Our undertsanding of Egyptian notions of hell are based on six ancient texts: The Book of Two Ways (Book of the Ways of Rosetau), The Book of Amduat (Book of the Hidden Room, Book of That Which Is in the Underworld), The Book of Gates, The Book of the Dead (Book of Going Forth by Day), The Book of the Earth and The Book of Caverns.

Ancient Near East

The cultures of Mesopotamia (including Sumeria, the Akkadian Empire, Babylonia and Assyria), the Hittites and the Canaanites or Ugarits reveal some of the earliest evidence for the notion of a Netherworld or Underworld. From among the few texts that survive from these civilizations, this evidence appears in the Epic of Gilgamesh, the “Descent of Inanna to the Netherworld,” “Baal and the Underworld,” the “Descent of Ishtar” and the “Vision of Kummâ.”[15]

Greek

In classic Greek mythology, below Heaven, Earth, and Pontus is Tartarus, or Tartaros (Greek Τάρταρος, deep place). It is either a deep, gloomy place, a pit or abyss used as a dungeon of torment and suffering that resides within Hades (the entire underworld) with Tartarus being the hellish component. In the Gorgias, Plato (c. 400 BC) wrote that souls were judged after death and those who received punishment were sent to Tartarus. As a place of punishment, it can be considered a hell. The classic Hades, on the other hand, is more similar to Old Testament Sheol.

Europe

The hells of Europe include Breton Mythology’s “Anaon”, Celtic Mythology‘s “Uffern”, Slavic mythology‘s “Peklo”, the hell of Lapps Mythology and Ugarian Mythology’s “Manala” that leads to annihilation.

GIVEN INFORMATION:

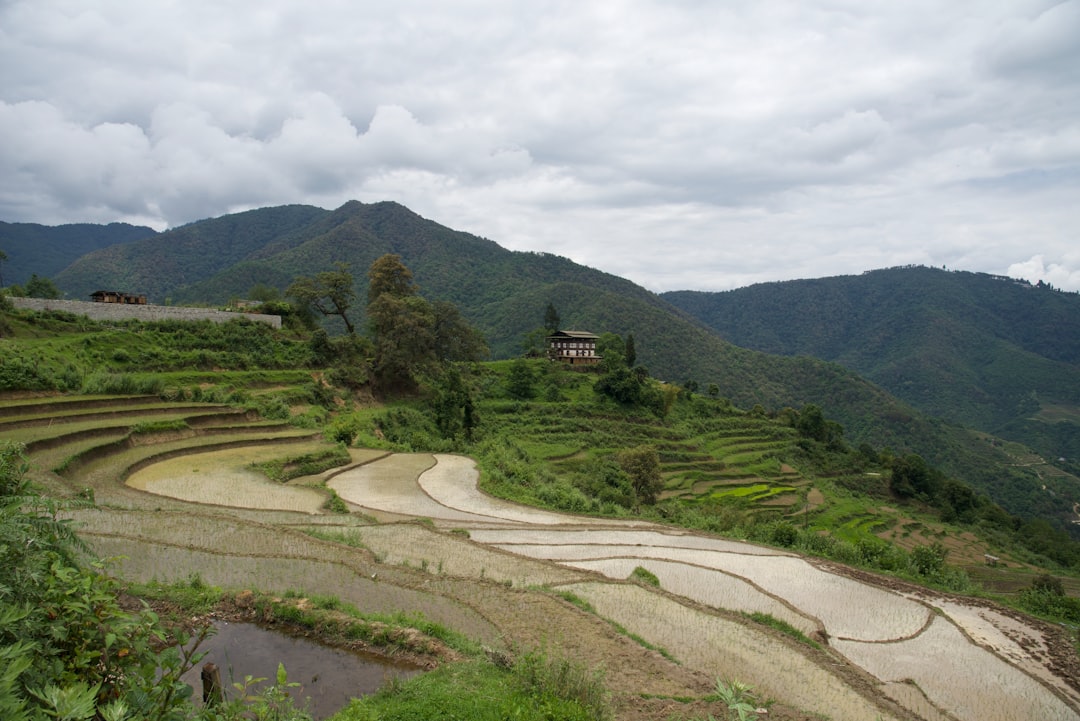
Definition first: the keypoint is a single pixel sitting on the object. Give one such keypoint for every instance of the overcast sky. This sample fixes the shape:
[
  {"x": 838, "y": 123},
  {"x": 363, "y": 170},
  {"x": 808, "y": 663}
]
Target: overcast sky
[{"x": 680, "y": 144}]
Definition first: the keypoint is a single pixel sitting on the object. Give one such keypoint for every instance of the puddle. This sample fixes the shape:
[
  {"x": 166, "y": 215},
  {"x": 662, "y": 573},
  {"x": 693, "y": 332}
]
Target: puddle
[{"x": 328, "y": 677}]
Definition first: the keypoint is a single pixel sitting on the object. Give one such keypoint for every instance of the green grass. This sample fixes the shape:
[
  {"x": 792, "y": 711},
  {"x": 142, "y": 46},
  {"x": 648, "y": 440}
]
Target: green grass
[
  {"x": 480, "y": 691},
  {"x": 783, "y": 627}
]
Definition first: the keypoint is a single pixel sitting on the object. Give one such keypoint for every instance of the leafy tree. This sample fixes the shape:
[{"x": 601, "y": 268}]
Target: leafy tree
[
  {"x": 402, "y": 325},
  {"x": 455, "y": 339},
  {"x": 67, "y": 648},
  {"x": 913, "y": 477},
  {"x": 453, "y": 403},
  {"x": 643, "y": 466},
  {"x": 403, "y": 332},
  {"x": 41, "y": 287},
  {"x": 612, "y": 351},
  {"x": 521, "y": 382},
  {"x": 329, "y": 293},
  {"x": 551, "y": 320},
  {"x": 388, "y": 275}
]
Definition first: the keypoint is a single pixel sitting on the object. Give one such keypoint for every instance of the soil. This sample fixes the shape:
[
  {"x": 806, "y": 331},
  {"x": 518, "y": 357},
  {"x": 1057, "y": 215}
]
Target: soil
[{"x": 645, "y": 684}]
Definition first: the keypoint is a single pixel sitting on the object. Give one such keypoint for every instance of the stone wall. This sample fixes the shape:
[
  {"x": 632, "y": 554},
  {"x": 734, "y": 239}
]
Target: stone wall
[{"x": 123, "y": 311}]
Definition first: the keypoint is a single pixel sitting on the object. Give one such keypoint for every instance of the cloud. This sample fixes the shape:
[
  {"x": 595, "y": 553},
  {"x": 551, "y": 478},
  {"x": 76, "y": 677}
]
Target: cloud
[
  {"x": 678, "y": 144},
  {"x": 1065, "y": 274}
]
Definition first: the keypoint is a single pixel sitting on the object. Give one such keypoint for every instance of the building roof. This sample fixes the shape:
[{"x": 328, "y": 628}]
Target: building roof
[{"x": 581, "y": 335}]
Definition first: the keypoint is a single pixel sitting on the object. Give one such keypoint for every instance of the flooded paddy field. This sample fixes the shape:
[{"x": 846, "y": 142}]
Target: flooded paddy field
[
  {"x": 450, "y": 554},
  {"x": 959, "y": 677},
  {"x": 224, "y": 477},
  {"x": 730, "y": 650},
  {"x": 705, "y": 587},
  {"x": 327, "y": 678},
  {"x": 891, "y": 653},
  {"x": 144, "y": 562}
]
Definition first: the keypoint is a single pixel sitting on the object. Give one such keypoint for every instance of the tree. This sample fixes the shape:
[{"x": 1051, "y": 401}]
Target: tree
[
  {"x": 551, "y": 320},
  {"x": 388, "y": 275},
  {"x": 402, "y": 325},
  {"x": 41, "y": 287},
  {"x": 403, "y": 332},
  {"x": 329, "y": 293},
  {"x": 455, "y": 339},
  {"x": 521, "y": 381},
  {"x": 643, "y": 466}
]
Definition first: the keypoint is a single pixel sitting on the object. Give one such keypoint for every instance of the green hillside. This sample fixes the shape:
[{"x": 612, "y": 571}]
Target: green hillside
[
  {"x": 982, "y": 351},
  {"x": 45, "y": 249},
  {"x": 504, "y": 295}
]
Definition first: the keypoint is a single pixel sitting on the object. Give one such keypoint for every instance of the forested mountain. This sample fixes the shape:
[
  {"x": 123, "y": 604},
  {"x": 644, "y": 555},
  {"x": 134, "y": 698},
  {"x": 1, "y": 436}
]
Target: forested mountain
[
  {"x": 504, "y": 294},
  {"x": 983, "y": 351},
  {"x": 48, "y": 249}
]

PROBLEM DESCRIPTION: From the passage on ancient hells and underworlds above, reproduce the stretch from "In classic Greek" through "leads to annihilation." word for word.

ANSWER TO THE PROBLEM:
In classic Greek mythology, below Heaven, Earth, and Pontus is Tartarus, or Tartaros (Greek Τάρταρος, deep place). It is either a deep, gloomy place, a pit or abyss used as a dungeon of torment and suffering that resides within Hades (the entire underworld) with Tartarus being the hellish component. In the Gorgias, Plato (c. 400 BC) wrote that souls were judged after death and those who received punishment were sent to Tartarus. As a place of punishment, it can be considered a hell. The classic Hades, on the other hand, is more similar to Old Testament Sheol.

Europe

The hells of Europe include Breton Mythology’s “Anaon”, Celtic Mythology‘s “Uffern”, Slavic mythology‘s “Peklo”, the hell of Lapps Mythology and Ugarian Mythology’s “Manala” that leads to annihilation.